_Given problem_
Nothing before the line containing "point: green field" belongs in the answer; quote that line and all lines after it through the end of the material, word for word.

_Records for the exercise_

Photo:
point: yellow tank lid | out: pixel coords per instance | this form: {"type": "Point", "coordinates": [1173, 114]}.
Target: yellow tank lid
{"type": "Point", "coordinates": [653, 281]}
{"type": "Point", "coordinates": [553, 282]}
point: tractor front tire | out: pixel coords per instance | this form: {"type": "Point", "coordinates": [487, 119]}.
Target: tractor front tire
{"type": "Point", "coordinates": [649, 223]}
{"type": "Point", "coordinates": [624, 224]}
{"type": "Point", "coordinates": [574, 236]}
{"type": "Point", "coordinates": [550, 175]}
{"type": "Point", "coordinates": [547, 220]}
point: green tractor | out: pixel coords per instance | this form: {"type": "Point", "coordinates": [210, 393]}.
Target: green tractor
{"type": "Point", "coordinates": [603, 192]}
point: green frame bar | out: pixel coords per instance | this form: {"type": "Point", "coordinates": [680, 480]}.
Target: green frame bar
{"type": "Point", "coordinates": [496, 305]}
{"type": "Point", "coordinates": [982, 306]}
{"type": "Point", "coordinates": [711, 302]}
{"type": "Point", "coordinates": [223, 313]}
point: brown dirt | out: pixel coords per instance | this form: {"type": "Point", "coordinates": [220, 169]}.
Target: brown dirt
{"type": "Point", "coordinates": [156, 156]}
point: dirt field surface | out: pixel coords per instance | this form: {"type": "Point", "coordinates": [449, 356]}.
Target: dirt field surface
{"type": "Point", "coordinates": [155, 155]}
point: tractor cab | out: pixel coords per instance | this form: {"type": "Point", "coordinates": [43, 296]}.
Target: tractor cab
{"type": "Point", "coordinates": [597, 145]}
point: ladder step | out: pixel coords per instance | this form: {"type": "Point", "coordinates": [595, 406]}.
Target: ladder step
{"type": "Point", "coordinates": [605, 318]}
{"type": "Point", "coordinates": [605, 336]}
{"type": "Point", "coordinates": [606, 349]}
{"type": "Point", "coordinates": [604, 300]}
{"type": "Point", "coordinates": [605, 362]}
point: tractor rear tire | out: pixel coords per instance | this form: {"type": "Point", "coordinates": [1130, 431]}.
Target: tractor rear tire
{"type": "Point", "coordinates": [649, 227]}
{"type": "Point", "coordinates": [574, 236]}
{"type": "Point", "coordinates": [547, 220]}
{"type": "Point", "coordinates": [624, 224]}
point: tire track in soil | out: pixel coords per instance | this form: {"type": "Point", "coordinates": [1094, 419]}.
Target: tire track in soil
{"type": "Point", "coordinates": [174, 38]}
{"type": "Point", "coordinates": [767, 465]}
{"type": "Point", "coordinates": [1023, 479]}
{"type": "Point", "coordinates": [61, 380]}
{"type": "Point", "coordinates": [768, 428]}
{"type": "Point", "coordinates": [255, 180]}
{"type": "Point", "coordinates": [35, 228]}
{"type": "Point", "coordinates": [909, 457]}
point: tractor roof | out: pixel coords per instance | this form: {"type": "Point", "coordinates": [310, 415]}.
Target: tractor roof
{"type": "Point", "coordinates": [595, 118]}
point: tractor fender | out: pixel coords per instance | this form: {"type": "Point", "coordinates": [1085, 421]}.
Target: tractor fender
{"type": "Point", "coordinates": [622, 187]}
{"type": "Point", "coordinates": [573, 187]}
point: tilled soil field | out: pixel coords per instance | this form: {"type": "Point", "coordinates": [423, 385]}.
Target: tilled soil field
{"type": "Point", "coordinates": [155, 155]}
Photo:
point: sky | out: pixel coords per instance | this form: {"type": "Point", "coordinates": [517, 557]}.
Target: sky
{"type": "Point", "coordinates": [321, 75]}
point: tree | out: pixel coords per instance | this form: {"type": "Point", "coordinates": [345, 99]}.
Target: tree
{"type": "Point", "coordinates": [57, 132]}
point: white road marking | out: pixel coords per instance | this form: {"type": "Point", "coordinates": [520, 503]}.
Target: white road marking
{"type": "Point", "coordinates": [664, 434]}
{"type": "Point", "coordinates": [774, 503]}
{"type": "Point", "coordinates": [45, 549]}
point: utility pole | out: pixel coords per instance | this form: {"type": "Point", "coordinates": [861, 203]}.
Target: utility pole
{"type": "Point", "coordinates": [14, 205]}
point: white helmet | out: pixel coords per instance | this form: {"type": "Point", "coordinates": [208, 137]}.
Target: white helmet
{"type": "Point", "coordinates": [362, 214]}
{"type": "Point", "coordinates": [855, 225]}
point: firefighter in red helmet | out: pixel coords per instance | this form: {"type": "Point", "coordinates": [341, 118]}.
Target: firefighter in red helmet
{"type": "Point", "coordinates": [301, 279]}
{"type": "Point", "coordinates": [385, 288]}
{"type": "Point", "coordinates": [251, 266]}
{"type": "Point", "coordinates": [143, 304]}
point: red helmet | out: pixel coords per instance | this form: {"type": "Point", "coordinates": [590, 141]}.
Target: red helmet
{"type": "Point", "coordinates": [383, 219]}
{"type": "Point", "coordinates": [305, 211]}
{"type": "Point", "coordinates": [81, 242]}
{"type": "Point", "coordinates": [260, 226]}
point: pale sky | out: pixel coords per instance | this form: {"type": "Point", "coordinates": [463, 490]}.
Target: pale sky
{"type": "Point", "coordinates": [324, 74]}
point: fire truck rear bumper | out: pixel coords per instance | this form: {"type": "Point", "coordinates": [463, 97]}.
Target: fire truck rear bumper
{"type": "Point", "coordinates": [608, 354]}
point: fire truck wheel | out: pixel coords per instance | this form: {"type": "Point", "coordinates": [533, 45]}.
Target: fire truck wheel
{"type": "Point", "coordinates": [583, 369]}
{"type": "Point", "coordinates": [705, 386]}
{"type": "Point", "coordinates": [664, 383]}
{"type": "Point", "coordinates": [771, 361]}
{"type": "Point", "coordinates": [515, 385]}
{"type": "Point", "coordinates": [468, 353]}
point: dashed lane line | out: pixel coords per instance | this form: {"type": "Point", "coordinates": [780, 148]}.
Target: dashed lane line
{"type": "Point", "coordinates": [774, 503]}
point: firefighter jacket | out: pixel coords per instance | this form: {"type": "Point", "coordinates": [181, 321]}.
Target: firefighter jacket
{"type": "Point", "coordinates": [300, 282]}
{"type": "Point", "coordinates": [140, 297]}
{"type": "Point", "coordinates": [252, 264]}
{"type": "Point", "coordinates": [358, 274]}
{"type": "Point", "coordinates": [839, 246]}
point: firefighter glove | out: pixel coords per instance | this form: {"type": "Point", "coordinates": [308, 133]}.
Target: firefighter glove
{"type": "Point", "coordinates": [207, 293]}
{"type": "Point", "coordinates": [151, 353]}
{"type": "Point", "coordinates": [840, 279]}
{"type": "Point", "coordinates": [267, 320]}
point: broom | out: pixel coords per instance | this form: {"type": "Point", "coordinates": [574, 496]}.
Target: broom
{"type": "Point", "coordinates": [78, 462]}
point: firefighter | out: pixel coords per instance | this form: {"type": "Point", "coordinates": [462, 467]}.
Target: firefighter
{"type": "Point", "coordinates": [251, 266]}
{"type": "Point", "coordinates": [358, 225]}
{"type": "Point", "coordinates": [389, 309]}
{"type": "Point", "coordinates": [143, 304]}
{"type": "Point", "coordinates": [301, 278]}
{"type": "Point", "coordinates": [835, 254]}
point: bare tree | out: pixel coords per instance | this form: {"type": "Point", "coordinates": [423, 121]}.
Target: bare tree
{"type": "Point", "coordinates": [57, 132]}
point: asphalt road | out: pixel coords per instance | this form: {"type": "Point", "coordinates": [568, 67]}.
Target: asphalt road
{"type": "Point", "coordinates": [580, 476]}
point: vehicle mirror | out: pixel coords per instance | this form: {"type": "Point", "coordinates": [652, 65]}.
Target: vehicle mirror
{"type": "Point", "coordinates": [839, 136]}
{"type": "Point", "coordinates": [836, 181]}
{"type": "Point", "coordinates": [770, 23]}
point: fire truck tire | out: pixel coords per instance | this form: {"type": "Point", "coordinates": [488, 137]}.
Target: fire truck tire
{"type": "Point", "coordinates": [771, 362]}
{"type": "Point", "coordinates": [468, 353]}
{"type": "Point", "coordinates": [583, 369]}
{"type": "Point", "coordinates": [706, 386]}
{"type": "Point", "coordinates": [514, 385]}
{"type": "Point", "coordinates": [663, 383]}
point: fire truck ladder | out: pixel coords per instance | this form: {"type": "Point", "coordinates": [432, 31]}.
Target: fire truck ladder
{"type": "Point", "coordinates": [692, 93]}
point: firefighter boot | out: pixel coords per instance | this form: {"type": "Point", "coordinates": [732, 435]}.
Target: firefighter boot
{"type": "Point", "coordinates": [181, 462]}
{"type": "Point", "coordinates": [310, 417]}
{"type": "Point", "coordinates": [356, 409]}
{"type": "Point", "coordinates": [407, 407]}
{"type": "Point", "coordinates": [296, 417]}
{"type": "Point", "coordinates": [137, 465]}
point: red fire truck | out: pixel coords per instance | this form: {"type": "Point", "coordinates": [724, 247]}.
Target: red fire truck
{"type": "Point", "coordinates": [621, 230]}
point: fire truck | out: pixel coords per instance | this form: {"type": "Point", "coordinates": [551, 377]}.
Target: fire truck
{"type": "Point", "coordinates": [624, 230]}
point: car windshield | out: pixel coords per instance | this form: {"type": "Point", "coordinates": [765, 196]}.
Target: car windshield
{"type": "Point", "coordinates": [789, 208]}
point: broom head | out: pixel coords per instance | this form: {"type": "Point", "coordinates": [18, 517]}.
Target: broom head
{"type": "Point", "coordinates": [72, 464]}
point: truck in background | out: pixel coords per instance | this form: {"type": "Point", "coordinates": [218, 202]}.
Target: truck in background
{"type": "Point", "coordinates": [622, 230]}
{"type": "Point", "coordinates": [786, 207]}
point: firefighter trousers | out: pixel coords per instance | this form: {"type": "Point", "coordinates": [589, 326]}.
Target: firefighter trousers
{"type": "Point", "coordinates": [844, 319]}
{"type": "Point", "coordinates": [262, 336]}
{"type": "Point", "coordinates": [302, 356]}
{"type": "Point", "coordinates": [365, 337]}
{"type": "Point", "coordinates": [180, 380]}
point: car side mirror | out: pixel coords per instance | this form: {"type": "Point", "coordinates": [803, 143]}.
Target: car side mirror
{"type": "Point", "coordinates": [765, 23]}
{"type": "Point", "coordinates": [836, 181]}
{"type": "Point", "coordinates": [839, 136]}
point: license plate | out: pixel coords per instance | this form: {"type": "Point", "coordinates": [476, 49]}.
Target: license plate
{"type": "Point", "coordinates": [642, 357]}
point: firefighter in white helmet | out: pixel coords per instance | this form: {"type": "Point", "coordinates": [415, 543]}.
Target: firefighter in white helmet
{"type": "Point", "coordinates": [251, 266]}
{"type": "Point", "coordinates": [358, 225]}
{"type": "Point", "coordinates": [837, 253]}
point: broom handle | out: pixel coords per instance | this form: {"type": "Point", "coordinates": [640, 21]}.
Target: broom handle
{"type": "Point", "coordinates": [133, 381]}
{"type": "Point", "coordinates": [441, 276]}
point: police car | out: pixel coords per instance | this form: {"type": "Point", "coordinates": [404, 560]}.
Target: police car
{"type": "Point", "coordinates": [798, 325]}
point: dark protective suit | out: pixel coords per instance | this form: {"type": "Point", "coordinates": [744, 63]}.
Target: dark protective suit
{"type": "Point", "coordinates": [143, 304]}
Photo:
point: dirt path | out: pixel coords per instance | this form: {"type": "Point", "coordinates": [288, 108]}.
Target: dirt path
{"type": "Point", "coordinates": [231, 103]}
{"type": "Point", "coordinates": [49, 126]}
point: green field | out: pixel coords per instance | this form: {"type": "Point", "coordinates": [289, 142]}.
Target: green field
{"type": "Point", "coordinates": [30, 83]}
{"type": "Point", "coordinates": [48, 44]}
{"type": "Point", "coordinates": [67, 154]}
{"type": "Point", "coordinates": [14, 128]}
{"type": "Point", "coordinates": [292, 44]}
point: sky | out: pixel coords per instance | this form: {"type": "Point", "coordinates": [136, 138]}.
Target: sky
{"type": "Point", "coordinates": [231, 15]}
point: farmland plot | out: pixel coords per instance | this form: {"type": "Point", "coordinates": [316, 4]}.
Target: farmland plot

_Final answer_
point: green field | out: pixel coords per instance | this form: {"type": "Point", "coordinates": [289, 142]}.
Target: green field
{"type": "Point", "coordinates": [30, 83]}
{"type": "Point", "coordinates": [48, 44]}
{"type": "Point", "coordinates": [67, 154]}
{"type": "Point", "coordinates": [14, 128]}
{"type": "Point", "coordinates": [292, 44]}
point: sky | out: pixel coords per instance | this form: {"type": "Point", "coordinates": [136, 138]}.
Target: sky
{"type": "Point", "coordinates": [231, 15]}
point: farmland plot | out: pixel coords per instance | this form: {"type": "Point", "coordinates": [316, 4]}.
Target: farmland plot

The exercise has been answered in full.